EXERCISE PROMPT: Determine how many lines of the entries include the word "gold", and report that number with no further text.

(Records contained in a dataset)
BEGIN

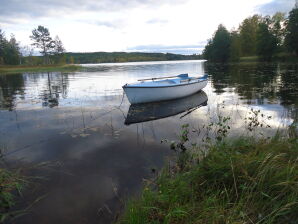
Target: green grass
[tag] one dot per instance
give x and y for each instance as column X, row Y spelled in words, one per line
column 243, row 181
column 38, row 68
column 11, row 184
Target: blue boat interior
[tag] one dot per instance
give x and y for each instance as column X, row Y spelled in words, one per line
column 180, row 79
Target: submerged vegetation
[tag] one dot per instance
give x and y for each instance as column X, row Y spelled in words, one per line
column 239, row 180
column 11, row 184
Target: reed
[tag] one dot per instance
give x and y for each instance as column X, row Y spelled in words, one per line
column 238, row 181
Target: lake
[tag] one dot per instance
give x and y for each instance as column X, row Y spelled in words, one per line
column 87, row 150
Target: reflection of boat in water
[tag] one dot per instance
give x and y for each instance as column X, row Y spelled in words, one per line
column 152, row 111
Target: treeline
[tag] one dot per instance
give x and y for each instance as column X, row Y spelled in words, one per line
column 262, row 36
column 53, row 52
column 9, row 50
column 106, row 57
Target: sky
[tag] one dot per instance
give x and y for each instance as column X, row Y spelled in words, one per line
column 173, row 26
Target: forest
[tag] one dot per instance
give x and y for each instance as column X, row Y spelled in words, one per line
column 262, row 37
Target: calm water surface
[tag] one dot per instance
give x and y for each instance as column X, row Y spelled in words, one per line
column 78, row 132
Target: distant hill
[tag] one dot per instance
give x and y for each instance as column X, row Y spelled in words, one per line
column 106, row 57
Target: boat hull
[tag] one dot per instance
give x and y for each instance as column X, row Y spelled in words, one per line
column 152, row 94
column 143, row 112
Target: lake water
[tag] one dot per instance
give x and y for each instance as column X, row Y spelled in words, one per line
column 91, row 151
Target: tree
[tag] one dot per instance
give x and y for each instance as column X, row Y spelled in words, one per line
column 291, row 39
column 248, row 32
column 235, row 49
column 266, row 42
column 59, row 48
column 277, row 22
column 59, row 51
column 218, row 48
column 9, row 50
column 43, row 41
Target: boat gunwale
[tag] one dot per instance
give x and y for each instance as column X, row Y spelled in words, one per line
column 175, row 85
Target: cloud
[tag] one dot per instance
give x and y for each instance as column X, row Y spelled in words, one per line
column 177, row 49
column 156, row 20
column 276, row 6
column 50, row 8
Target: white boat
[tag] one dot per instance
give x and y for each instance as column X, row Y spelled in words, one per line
column 143, row 112
column 164, row 88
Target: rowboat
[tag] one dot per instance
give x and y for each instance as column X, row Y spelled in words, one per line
column 143, row 112
column 163, row 88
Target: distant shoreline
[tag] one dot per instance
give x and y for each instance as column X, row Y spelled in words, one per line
column 10, row 69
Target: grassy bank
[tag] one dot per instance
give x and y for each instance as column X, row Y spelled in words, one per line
column 38, row 68
column 243, row 181
column 11, row 184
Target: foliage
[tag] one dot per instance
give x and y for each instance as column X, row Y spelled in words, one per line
column 262, row 36
column 291, row 38
column 218, row 47
column 9, row 50
column 41, row 39
column 248, row 35
column 235, row 49
column 266, row 42
column 243, row 181
column 11, row 183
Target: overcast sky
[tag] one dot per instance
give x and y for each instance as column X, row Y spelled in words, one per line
column 176, row 26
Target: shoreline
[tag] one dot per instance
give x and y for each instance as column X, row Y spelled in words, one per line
column 11, row 69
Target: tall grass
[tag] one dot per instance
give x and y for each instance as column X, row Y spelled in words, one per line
column 11, row 184
column 239, row 181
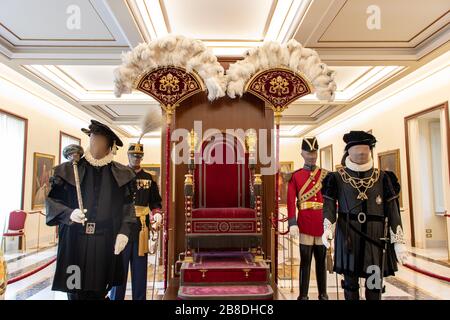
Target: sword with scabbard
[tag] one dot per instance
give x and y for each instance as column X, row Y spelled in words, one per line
column 74, row 153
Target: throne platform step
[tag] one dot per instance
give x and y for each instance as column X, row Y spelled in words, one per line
column 226, row 292
column 226, row 268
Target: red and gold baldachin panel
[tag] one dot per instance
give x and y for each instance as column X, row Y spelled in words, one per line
column 279, row 87
column 169, row 85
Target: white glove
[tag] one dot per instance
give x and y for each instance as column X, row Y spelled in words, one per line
column 293, row 231
column 78, row 216
column 121, row 242
column 401, row 252
column 157, row 217
column 327, row 233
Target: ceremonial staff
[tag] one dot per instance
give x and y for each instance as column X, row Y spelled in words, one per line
column 383, row 257
column 74, row 153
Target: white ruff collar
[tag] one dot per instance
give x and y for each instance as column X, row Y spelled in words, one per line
column 358, row 167
column 98, row 162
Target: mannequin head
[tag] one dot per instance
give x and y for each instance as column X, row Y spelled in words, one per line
column 135, row 161
column 310, row 157
column 99, row 145
column 359, row 154
column 102, row 140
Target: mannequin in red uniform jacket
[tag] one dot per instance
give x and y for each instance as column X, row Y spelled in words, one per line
column 304, row 195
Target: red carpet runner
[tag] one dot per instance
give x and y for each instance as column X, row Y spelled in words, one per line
column 225, row 275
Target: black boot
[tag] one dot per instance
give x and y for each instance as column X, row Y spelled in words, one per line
column 320, row 256
column 351, row 288
column 305, row 270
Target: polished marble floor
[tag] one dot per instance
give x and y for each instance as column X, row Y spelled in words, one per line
column 406, row 285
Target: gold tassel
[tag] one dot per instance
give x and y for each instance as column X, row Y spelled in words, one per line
column 143, row 238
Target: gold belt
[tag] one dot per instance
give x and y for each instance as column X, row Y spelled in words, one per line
column 311, row 205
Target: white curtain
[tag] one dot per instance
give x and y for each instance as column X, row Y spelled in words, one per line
column 12, row 141
column 65, row 141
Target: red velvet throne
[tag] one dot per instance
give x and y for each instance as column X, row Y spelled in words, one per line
column 223, row 197
column 223, row 222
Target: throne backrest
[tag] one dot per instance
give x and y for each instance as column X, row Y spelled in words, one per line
column 222, row 178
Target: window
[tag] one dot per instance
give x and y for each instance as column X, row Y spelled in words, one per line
column 65, row 140
column 13, row 140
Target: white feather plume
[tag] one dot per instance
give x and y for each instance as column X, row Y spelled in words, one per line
column 291, row 55
column 171, row 50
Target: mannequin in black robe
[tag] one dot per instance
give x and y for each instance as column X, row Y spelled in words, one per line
column 87, row 264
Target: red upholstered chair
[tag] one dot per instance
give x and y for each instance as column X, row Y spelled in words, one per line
column 223, row 197
column 16, row 227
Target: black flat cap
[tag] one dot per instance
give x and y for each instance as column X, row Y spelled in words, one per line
column 102, row 129
column 355, row 138
column 310, row 144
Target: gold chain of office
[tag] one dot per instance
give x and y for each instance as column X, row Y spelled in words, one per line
column 360, row 184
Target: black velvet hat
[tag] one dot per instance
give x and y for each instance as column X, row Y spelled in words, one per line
column 99, row 128
column 355, row 138
column 310, row 144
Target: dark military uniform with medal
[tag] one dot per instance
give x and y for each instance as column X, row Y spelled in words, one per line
column 358, row 202
column 147, row 199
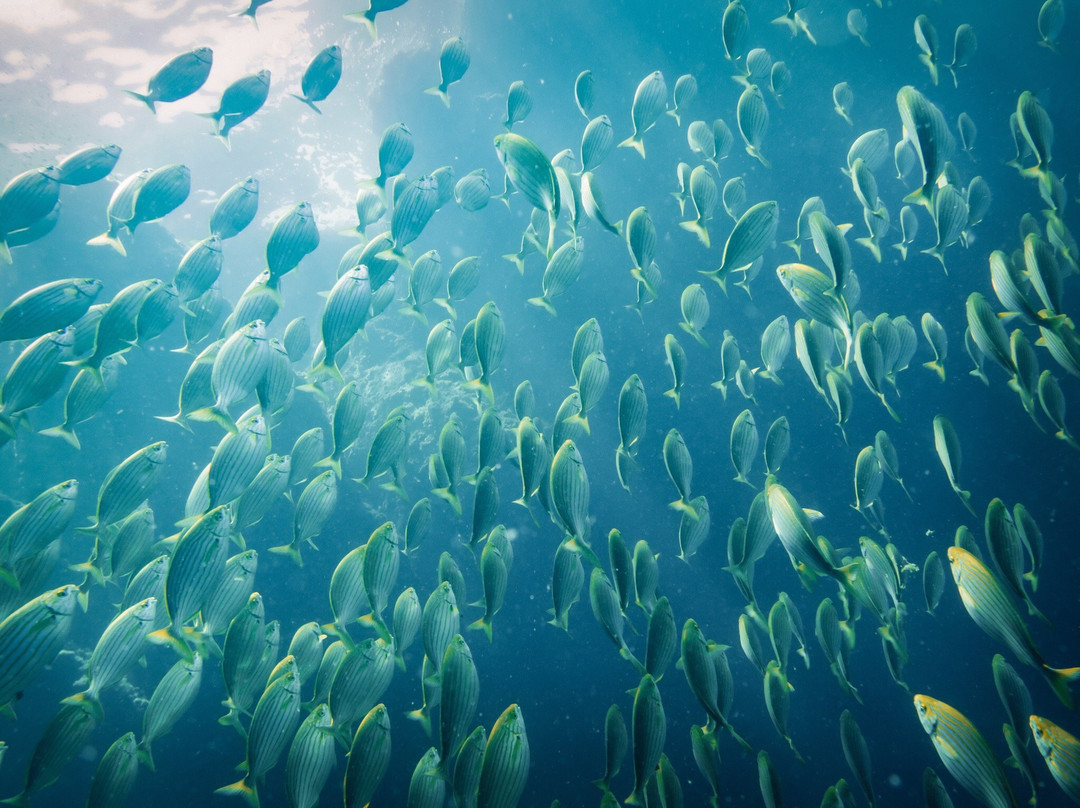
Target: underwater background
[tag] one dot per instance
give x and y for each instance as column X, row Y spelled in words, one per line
column 64, row 65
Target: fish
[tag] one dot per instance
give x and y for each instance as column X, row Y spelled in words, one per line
column 1061, row 750
column 321, row 77
column 964, row 752
column 240, row 101
column 650, row 102
column 453, row 65
column 181, row 76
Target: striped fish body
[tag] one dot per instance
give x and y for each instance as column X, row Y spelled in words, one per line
column 116, row 773
column 440, row 621
column 567, row 578
column 29, row 529
column 119, row 646
column 171, row 699
column 649, row 730
column 199, row 268
column 237, row 460
column 31, row 636
column 130, row 483
column 460, row 696
column 163, row 191
column 311, row 757
column 504, row 767
column 273, row 724
column 230, row 593
column 347, row 593
column 569, row 490
column 293, row 237
column 362, row 678
column 427, row 788
column 37, row 373
column 381, row 563
column 235, row 209
column 964, row 753
column 240, row 364
column 1061, row 750
column 196, row 565
column 64, row 738
column 268, row 486
column 347, row 310
column 49, row 307
column 395, row 151
column 327, row 670
column 28, row 197
column 314, row 507
column 413, row 210
column 368, row 758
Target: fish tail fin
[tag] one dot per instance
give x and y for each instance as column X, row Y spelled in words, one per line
column 215, row 415
column 1060, row 679
column 580, row 419
column 88, row 702
column 308, row 102
column 544, row 304
column 440, row 92
column 517, row 260
column 145, row 97
column 720, row 275
column 331, row 462
column 241, row 788
column 936, row 366
column 144, row 754
column 106, row 239
column 698, row 229
column 483, row 624
column 289, row 550
column 63, row 431
column 422, row 718
column 366, row 18
column 629, row 656
column 428, row 384
column 684, row 507
column 675, row 394
column 634, row 142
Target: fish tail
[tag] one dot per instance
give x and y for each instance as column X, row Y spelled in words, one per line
column 937, row 367
column 145, row 97
column 106, row 239
column 63, row 431
column 1060, row 679
column 88, row 702
column 544, row 304
column 696, row 227
column 683, row 507
column 291, row 550
column 629, row 656
column 441, row 93
column 366, row 18
column 635, row 143
column 144, row 754
column 422, row 718
column 428, row 384
column 720, row 275
column 306, row 101
column 331, row 462
column 241, row 788
column 215, row 415
column 483, row 624
column 516, row 260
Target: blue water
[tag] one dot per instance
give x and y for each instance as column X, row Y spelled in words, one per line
column 564, row 683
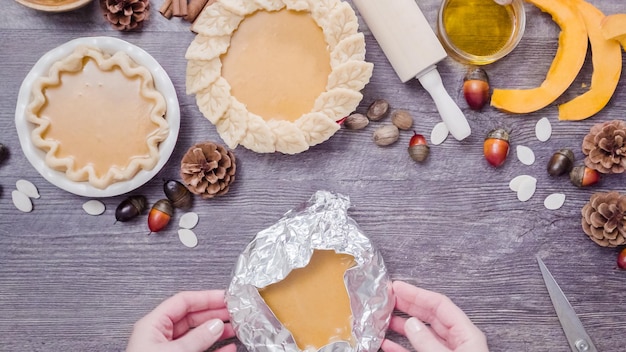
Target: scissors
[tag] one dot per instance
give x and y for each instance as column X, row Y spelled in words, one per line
column 579, row 340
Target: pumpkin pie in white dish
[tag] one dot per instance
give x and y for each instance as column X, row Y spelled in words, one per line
column 277, row 75
column 98, row 117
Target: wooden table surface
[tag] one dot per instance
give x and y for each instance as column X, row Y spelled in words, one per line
column 74, row 282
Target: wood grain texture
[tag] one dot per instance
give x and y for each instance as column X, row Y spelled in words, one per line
column 73, row 282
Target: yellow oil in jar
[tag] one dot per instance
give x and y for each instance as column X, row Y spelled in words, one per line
column 478, row 27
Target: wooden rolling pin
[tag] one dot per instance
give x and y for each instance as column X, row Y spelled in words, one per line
column 413, row 50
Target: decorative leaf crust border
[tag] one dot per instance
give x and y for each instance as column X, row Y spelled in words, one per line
column 235, row 124
column 74, row 63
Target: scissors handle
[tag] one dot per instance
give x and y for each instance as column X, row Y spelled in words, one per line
column 577, row 337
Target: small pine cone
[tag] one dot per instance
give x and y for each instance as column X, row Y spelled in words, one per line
column 603, row 219
column 208, row 169
column 125, row 15
column 605, row 147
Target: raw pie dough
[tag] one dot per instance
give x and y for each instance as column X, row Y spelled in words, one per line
column 98, row 117
column 236, row 124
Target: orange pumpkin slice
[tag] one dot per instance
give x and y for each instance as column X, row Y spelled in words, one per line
column 607, row 68
column 614, row 27
column 567, row 62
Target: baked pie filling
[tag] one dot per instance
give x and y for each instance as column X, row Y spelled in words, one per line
column 313, row 302
column 99, row 118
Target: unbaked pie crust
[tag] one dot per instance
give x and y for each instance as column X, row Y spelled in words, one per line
column 349, row 73
column 103, row 134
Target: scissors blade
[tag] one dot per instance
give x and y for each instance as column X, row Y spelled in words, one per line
column 576, row 335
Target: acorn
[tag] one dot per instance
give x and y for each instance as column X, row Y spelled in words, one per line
column 476, row 88
column 583, row 176
column 160, row 215
column 130, row 208
column 496, row 147
column 561, row 162
column 418, row 147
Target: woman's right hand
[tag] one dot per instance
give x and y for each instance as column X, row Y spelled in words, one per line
column 448, row 329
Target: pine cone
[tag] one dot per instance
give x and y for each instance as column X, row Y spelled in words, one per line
column 605, row 147
column 603, row 219
column 208, row 169
column 125, row 15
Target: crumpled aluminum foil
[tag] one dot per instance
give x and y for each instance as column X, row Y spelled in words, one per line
column 321, row 223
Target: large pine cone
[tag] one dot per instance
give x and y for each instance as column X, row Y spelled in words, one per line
column 125, row 15
column 605, row 147
column 603, row 219
column 208, row 169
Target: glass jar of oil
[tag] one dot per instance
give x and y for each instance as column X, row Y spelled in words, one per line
column 480, row 32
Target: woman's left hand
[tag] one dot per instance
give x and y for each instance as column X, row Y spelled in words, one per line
column 190, row 321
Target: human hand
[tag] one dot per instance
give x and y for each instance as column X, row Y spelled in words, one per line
column 449, row 330
column 190, row 321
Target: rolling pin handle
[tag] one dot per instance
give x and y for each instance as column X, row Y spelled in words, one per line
column 450, row 113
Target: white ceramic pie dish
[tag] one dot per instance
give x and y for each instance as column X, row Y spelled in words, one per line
column 36, row 156
column 61, row 7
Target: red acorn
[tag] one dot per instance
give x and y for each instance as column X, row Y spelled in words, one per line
column 496, row 147
column 160, row 215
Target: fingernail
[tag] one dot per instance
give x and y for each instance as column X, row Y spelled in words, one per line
column 216, row 326
column 412, row 326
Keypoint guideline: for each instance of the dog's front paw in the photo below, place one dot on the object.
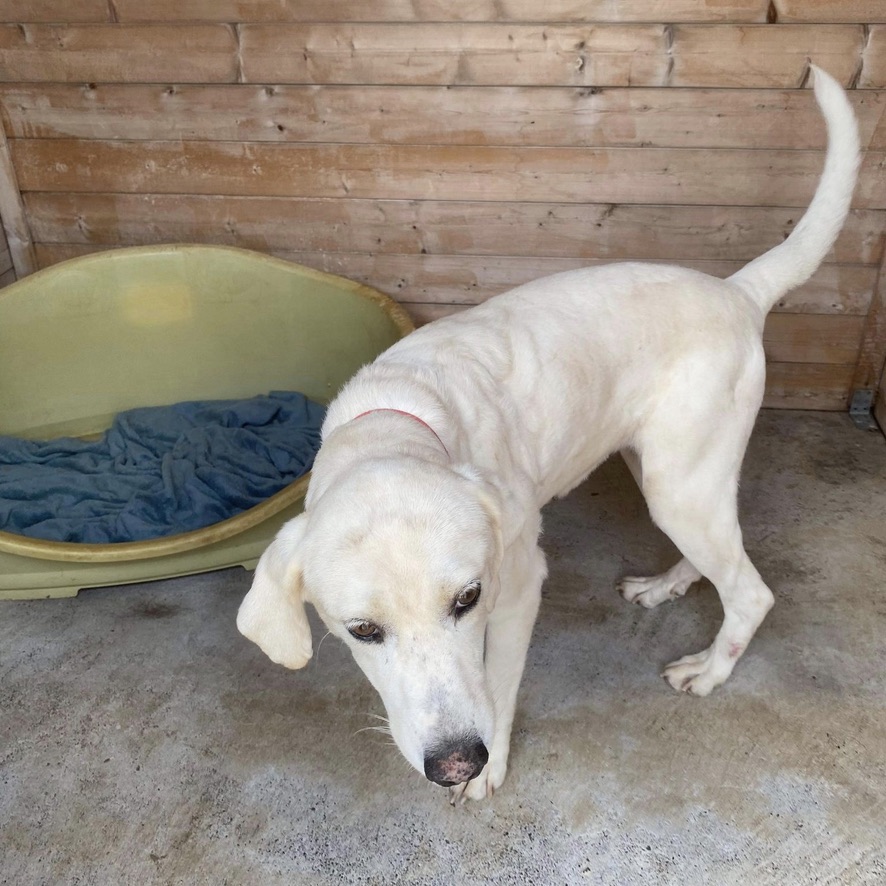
(481, 787)
(649, 592)
(698, 674)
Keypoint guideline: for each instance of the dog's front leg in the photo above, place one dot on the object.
(508, 633)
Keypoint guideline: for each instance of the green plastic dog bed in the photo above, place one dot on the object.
(88, 338)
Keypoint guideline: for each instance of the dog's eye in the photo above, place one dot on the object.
(467, 598)
(366, 631)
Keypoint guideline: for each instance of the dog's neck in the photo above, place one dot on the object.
(408, 415)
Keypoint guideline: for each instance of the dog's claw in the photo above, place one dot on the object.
(482, 787)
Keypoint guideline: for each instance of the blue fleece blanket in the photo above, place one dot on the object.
(158, 470)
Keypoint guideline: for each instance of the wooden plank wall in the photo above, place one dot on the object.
(444, 152)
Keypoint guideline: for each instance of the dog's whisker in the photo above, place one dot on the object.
(381, 729)
(320, 644)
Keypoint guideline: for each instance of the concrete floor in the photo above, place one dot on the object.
(143, 741)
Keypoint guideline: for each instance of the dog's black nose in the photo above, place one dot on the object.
(456, 761)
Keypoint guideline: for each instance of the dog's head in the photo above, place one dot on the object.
(400, 558)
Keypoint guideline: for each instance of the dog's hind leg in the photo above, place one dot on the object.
(670, 585)
(691, 486)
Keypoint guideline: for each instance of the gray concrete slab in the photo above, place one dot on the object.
(142, 740)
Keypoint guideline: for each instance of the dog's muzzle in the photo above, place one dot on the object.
(456, 761)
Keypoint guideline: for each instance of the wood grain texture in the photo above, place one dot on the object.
(615, 175)
(880, 404)
(807, 386)
(456, 54)
(812, 338)
(522, 116)
(54, 11)
(763, 55)
(469, 280)
(126, 53)
(873, 70)
(585, 232)
(832, 11)
(872, 346)
(442, 10)
(17, 240)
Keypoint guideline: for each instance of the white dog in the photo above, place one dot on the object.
(418, 544)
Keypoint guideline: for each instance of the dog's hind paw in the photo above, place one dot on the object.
(482, 787)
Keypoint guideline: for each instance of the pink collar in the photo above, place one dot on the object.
(408, 415)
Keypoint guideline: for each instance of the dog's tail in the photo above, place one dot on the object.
(769, 277)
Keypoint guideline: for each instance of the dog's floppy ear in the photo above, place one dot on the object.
(490, 500)
(273, 614)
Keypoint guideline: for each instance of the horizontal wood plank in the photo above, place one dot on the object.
(807, 386)
(830, 11)
(524, 116)
(615, 175)
(873, 71)
(461, 279)
(812, 338)
(587, 232)
(763, 55)
(804, 339)
(54, 11)
(440, 11)
(127, 53)
(456, 54)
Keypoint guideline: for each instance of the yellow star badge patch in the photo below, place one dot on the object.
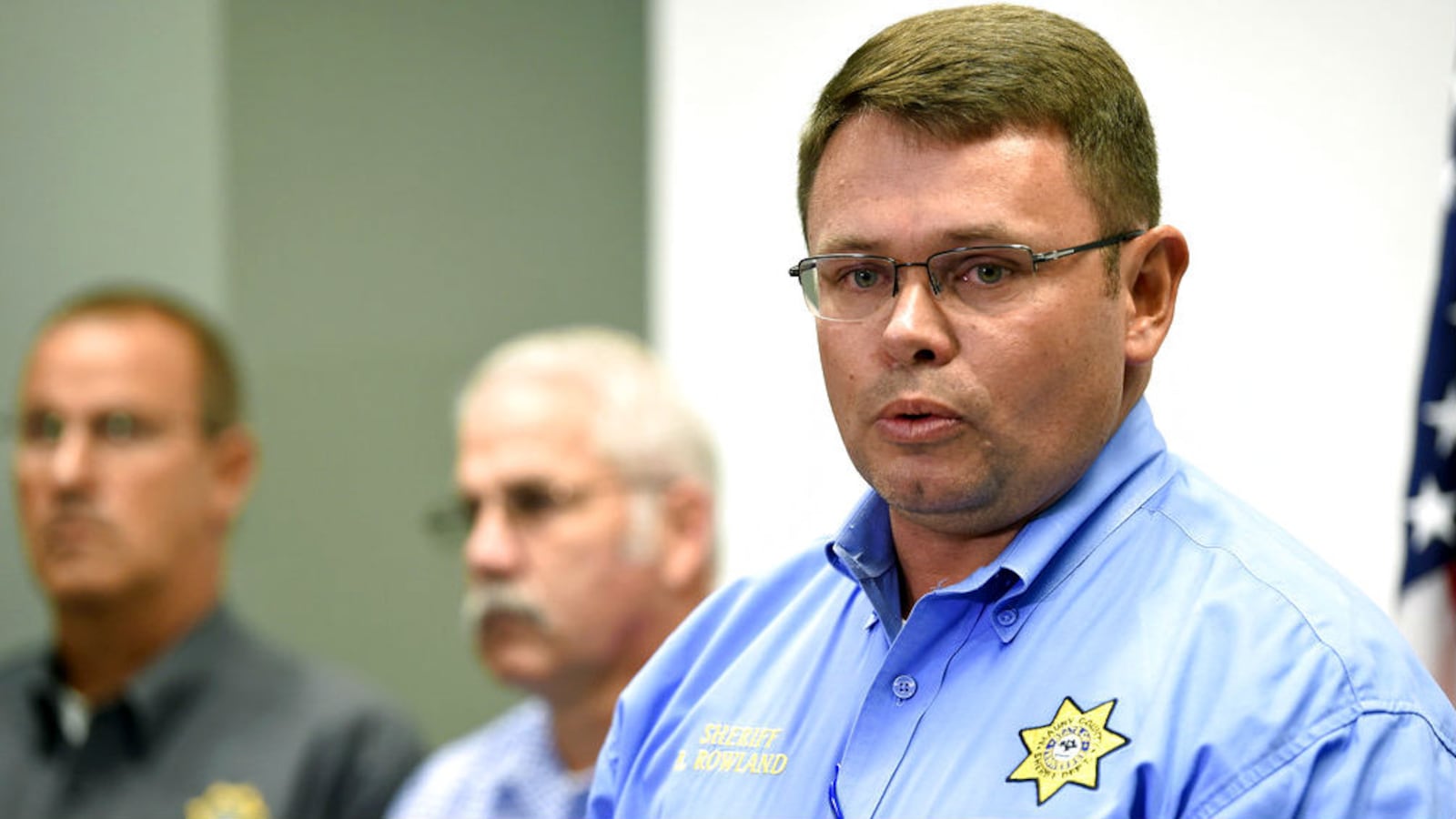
(1067, 749)
(229, 800)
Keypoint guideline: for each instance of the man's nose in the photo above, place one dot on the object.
(492, 545)
(919, 329)
(72, 460)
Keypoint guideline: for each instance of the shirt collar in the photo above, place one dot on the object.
(533, 778)
(1040, 555)
(155, 694)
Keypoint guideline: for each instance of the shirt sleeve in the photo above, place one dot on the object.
(1388, 763)
(357, 767)
(602, 800)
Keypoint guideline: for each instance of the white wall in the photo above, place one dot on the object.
(1302, 146)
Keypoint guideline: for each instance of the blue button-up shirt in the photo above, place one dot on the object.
(1149, 646)
(504, 770)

END

ANSWER TO THIS TASK: 4